** Opening AVAILABLE DATA block **

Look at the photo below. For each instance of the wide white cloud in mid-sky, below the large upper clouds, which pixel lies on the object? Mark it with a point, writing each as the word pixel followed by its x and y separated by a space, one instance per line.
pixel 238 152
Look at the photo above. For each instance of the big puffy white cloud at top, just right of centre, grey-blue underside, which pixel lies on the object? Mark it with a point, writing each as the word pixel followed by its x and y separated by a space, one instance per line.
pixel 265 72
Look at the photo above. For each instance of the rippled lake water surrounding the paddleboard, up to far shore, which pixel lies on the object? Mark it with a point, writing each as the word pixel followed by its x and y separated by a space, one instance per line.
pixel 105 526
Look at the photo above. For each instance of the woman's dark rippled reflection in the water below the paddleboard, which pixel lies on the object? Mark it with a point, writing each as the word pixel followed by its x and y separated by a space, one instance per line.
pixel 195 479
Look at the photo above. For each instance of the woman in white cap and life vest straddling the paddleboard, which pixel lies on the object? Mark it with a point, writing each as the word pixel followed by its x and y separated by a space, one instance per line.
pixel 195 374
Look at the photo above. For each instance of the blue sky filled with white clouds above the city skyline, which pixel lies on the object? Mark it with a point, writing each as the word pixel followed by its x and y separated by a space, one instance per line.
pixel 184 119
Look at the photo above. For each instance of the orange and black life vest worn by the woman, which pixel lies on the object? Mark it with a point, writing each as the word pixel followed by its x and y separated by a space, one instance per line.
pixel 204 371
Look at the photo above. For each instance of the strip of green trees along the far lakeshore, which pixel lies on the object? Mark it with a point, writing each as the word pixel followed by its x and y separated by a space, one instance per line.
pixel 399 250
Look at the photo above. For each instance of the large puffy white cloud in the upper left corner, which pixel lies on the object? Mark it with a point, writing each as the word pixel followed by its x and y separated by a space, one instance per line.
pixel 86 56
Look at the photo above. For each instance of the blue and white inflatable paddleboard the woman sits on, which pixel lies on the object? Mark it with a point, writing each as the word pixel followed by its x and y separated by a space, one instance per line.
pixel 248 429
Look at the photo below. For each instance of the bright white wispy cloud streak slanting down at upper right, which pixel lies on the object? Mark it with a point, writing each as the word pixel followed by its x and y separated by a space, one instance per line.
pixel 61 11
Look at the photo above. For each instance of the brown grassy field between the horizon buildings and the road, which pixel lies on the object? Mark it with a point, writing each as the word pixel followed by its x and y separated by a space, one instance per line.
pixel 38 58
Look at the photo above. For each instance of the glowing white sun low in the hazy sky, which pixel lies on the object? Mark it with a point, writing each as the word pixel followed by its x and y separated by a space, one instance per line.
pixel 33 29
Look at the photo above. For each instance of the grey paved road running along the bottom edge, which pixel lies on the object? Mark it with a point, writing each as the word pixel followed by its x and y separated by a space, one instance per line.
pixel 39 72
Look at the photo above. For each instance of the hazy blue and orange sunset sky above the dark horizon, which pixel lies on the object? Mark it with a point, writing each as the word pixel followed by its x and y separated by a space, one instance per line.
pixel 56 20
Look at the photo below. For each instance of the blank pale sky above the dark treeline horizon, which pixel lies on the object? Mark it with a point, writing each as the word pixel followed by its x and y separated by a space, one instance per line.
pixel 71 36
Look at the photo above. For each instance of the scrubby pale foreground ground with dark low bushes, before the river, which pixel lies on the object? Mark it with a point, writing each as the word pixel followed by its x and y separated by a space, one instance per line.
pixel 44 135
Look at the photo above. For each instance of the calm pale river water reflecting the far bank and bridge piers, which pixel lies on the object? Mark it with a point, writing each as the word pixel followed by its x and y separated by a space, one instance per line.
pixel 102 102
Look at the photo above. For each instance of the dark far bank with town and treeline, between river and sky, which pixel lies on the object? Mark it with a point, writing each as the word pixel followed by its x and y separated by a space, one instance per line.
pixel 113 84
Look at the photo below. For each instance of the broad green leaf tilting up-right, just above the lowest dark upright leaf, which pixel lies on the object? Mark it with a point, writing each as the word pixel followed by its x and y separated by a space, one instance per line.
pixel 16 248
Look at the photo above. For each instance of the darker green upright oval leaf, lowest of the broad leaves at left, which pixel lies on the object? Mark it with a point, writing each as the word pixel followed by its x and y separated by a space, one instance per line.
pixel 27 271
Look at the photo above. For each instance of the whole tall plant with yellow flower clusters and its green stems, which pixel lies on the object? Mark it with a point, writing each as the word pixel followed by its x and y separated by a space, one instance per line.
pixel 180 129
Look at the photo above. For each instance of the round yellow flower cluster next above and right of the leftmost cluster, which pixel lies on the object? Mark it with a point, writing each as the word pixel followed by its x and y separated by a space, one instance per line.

** Closing AVAILABLE DATA block **

■ GOAL OF THE EXERCISE
Every entry is to be retyped word for word.

■ TASK SOLUTION
Look at the photo below. For each instance of the wide white cloud in mid-sky, below the large upper clouds, which pixel lies on the object? Mark it with a point, writing each as the word pixel followed by its x and y separated by a space, one instance per line.
pixel 238 152
Look at the photo above. For each instance of the big puffy white cloud at top, just right of centre, grey-blue underside, which pixel lies on the object? Mark it with a point, writing each as the word pixel followed by its x and y separated by a space, one instance per line.
pixel 265 72
Look at the photo above. For each instance of the rippled lake water surrounding the paddleboard, up to far shore, which pixel lies on the object? Mark it with a point, writing each as the word pixel followed by its x and y separated by a space, one instance per line.
pixel 105 526
Look at the photo above. For each instance of the woman's dark rippled reflection in the water below the paddleboard, which pixel lies on the object? Mark it with a point, writing each as the word pixel followed by its x and y separated by a space, one instance per line.
pixel 195 479
Look at the photo above. For each instance of the woman in white cap and life vest straddling the paddleboard, which pixel lies on the object? Mark it with a point, writing each as the word pixel followed by its x and y separated by a space, one instance per line.
pixel 195 374
Look at the photo above. For each instance of the blue sky filled with white clouds above the city skyline, which pixel lies on the object? Mark it with a point, writing each as the word pixel followed by its x and y separated by a space, one instance per line.
pixel 184 119
Look at the photo above. For each instance of the orange and black life vest worn by the woman, which pixel lies on the object? Mark it with a point, writing each as the word pixel followed by its x and y separated by a space, one instance per line.
pixel 204 371
Look at the photo above. For each instance of the strip of green trees along the far lakeshore, which pixel lies on the object? Mark it with a point, writing each as the word pixel followed by its x and y separated by a space, one instance per line.
pixel 399 250
Look at the photo above. For each instance of the large puffy white cloud in the upper left corner, which pixel lies on the object? Mark it with a point, writing each as the word pixel followed by its x and y separated by a space, one instance per line.
pixel 86 56
Look at the photo above. For each instance of the blue and white inflatable paddleboard the woman sits on, which pixel lies on the object? Mark it with a point, writing each as the word pixel followed by its x and y separated by a space, one instance per line.
pixel 248 429
Look at the photo below. For each instance of the bright white wispy cloud streak slanting down at upper right, which pixel lies on the object? Mark it with a point, writing each as the word pixel followed by its x and y separated by a space, one instance per line.
pixel 61 11
Look at the photo above. For each instance of the brown grassy field between the horizon buildings and the road, which pixel lies on the object? Mark it with a point, writing each as the word pixel followed by its x and y separated by a space, one instance per line.
pixel 38 58
Look at the photo above. For each instance of the glowing white sun low in the hazy sky, which pixel lies on the object? Mark it with a point, writing each as the word pixel followed by its x and y separated by a space, one instance per line.
pixel 33 29
Look at the photo above. For each instance of the grey paved road running along the bottom edge, which pixel lies on the object? Mark it with a point, writing each as the word pixel followed by its x and y separated by a space, one instance per line.
pixel 39 72
Look at the photo above. For each instance of the hazy blue and orange sunset sky above the dark horizon, which pixel lies on the object? Mark it with a point, writing each as the word pixel followed by its x and y separated by a space, one instance per line.
pixel 56 20
Look at the photo below. For each instance of the blank pale sky above the dark treeline horizon, which pixel lies on the object? Mark it with a point, writing each as the word pixel followed by its x and y separated by a space, one instance per line.
pixel 71 36
Look at the photo above. For each instance of the scrubby pale foreground ground with dark low bushes, before the river, which pixel lies on the object? Mark it with a point, writing each as the word pixel followed by its x and y separated by a space, one instance per line.
pixel 44 135
Look at the photo above. For each instance of the calm pale river water reflecting the far bank and bridge piers, which pixel lies on the object? Mark it with a point, writing each as the word pixel followed by its x and y separated by a space, one instance per line.
pixel 102 102
Look at the photo above. For each instance of the dark far bank with town and treeline, between river and sky, which pixel lies on the object? Mark it with a point, writing each as the word pixel followed by its x and y separated by a space, one instance per line.
pixel 113 84
Look at the photo below. For each instance of the broad green leaf tilting up-right, just above the lowest dark upright leaf, which pixel lies on the object? Mark it with a point, writing each as the word pixel followed by its x and y separated by a space, one instance per line.
pixel 16 248
Look at the photo above. For each instance of the darker green upright oval leaf, lowest of the broad leaves at left, which pixel lies on the object? Mark it with a point, writing each as the word pixel followed by its x and y separated by a space, one instance per line.
pixel 27 271
Look at the photo above. For each instance of the whole tall plant with yellow flower clusters and its green stems, which pixel lies on the object? Mark it with a point, writing each as the word pixel followed by its x and y separated by a space, one instance per line.
pixel 180 129
Look at the photo above. For each instance of the round yellow flower cluster next above and right of the leftmost cluster, which pixel lies on the object? Mark it with a point, writing each as the word pixel followed by its x and y separated by a space, one instance per line.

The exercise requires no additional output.